→ Your instructions:
Look through the listing below for the word "horizon" and copy every line where it occurs.

>>>>

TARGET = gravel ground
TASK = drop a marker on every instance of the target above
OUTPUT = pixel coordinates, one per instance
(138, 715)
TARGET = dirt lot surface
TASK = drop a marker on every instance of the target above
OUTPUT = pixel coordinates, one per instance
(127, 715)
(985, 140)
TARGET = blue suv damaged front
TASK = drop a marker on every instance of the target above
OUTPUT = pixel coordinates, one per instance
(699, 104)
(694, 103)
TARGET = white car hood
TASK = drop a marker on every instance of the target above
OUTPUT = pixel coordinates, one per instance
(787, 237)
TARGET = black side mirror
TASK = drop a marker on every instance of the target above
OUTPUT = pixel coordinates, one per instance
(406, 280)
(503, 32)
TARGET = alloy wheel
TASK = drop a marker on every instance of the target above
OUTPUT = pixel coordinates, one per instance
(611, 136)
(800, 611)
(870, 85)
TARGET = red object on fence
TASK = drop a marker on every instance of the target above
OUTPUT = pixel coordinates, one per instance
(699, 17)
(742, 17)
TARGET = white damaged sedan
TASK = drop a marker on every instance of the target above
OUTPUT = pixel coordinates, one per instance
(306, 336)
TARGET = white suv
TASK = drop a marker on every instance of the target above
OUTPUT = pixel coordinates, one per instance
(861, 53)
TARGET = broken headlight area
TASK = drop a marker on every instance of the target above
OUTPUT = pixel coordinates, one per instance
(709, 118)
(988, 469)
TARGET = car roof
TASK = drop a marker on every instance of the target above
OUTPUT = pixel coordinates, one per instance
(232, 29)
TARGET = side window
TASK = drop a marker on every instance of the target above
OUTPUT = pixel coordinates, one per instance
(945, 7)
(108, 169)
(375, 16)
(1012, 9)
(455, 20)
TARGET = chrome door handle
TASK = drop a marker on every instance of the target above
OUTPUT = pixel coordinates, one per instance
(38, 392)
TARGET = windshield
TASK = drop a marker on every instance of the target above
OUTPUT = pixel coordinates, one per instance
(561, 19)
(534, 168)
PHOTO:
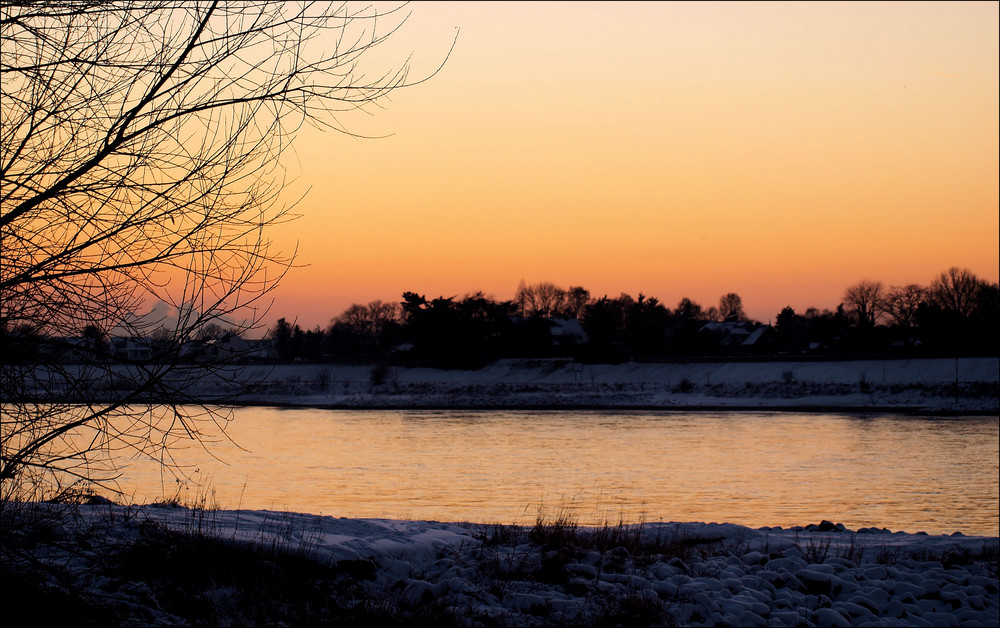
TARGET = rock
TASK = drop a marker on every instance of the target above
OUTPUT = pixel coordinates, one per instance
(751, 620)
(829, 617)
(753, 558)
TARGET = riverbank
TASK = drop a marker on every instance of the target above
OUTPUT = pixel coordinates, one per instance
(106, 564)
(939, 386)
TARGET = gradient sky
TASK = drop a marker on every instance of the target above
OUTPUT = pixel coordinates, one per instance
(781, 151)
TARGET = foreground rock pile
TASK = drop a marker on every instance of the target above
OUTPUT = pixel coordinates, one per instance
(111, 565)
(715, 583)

<<<<
>>>>

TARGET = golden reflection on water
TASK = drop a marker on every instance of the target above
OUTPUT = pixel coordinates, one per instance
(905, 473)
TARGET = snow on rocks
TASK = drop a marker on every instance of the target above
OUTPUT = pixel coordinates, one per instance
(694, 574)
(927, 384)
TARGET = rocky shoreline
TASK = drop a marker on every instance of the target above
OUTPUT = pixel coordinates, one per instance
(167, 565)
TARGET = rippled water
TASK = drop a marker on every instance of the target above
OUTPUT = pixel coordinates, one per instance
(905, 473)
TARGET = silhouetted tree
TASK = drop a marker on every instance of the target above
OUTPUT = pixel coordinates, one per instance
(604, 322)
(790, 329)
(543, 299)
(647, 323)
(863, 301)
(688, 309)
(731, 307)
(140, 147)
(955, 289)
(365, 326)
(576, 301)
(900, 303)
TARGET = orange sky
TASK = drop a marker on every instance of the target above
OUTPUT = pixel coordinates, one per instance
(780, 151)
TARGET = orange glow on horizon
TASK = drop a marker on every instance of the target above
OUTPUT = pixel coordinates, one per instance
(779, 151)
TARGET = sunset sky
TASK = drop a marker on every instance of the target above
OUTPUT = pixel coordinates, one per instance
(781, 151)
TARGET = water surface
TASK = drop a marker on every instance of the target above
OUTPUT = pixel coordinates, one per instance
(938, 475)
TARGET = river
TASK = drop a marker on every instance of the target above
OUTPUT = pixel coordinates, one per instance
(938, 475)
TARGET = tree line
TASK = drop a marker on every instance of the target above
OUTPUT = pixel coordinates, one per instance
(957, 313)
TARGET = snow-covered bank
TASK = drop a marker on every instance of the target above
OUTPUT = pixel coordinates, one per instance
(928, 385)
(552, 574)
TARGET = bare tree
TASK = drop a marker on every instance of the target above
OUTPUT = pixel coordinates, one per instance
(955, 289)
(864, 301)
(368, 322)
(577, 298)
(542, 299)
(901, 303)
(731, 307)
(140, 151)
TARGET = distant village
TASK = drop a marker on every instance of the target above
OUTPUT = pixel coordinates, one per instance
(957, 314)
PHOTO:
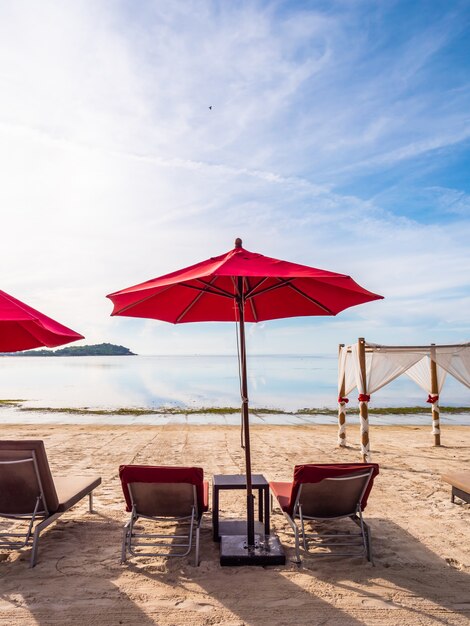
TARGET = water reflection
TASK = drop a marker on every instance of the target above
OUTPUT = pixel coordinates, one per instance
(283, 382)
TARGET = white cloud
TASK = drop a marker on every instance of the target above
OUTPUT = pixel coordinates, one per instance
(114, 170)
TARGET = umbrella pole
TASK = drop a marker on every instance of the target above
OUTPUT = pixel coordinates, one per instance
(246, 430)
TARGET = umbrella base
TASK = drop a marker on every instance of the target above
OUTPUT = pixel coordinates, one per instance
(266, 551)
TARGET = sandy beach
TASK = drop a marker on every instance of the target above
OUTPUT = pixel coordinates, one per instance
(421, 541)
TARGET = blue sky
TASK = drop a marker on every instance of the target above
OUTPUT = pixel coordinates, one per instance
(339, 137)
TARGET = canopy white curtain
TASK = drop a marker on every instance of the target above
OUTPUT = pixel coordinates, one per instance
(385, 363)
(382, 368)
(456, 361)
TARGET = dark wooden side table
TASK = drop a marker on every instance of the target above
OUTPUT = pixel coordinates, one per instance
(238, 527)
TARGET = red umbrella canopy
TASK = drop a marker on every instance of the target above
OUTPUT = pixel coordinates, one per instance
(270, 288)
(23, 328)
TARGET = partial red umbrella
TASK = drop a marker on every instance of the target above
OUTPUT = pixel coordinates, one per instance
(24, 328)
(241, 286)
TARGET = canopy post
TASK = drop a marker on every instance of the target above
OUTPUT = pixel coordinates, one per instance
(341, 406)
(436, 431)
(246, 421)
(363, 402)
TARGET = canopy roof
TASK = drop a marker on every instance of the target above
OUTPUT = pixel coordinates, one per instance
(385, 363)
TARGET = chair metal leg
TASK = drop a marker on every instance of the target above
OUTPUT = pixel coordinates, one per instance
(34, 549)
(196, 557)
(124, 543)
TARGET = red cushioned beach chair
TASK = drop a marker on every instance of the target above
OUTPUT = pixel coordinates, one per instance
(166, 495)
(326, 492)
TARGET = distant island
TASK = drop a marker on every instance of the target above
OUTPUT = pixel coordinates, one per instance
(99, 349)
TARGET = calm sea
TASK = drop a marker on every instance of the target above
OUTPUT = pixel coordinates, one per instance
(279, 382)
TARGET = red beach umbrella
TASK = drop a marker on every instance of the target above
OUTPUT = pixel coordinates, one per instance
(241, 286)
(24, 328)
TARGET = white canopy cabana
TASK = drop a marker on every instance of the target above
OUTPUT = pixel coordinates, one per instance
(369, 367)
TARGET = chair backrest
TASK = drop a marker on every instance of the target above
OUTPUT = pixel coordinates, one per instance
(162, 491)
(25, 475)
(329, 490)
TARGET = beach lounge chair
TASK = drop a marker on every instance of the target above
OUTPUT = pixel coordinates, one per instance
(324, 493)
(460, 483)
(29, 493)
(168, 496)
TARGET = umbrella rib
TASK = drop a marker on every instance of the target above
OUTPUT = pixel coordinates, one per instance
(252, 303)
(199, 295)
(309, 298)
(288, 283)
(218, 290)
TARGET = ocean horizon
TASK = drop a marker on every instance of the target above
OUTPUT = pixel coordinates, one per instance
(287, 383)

<<<<
>>>>

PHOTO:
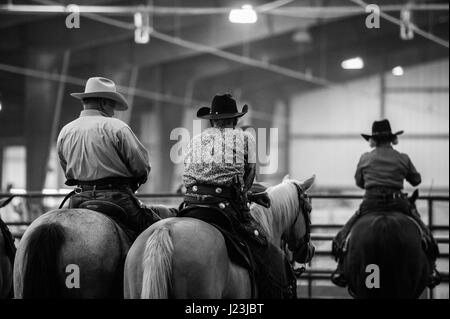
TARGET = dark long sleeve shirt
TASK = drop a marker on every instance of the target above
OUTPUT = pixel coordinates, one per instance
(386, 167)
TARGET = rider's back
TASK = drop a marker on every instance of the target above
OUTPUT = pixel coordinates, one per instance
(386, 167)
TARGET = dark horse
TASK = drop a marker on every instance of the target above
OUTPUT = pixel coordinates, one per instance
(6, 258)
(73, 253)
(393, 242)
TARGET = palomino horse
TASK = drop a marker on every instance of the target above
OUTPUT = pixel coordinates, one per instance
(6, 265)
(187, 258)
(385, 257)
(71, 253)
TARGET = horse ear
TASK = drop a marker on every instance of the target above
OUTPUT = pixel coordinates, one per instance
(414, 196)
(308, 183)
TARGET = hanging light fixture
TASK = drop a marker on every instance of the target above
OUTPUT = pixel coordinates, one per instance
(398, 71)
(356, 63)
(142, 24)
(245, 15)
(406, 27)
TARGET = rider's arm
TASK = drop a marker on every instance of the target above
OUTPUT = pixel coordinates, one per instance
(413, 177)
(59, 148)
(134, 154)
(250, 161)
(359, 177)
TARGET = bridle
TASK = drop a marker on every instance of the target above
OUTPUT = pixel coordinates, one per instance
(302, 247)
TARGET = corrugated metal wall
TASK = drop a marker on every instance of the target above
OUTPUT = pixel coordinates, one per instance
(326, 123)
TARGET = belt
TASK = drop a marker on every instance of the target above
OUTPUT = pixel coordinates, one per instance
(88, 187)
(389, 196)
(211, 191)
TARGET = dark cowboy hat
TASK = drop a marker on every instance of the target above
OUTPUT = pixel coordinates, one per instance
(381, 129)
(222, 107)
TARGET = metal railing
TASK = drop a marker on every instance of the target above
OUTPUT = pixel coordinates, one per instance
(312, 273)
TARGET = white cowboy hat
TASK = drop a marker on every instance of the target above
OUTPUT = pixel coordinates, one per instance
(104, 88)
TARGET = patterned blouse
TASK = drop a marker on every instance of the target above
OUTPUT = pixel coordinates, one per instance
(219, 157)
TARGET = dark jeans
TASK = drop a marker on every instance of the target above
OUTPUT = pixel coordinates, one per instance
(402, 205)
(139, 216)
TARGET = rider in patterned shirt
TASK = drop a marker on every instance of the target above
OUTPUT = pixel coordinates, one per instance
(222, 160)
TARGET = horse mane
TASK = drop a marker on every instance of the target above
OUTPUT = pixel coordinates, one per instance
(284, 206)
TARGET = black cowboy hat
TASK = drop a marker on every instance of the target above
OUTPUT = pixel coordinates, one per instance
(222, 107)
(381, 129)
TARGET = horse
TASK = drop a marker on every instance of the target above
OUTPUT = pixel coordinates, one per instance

<<<<

→ Answer box:
TARGET = orange glow on horizon
TARGET = ocean horizon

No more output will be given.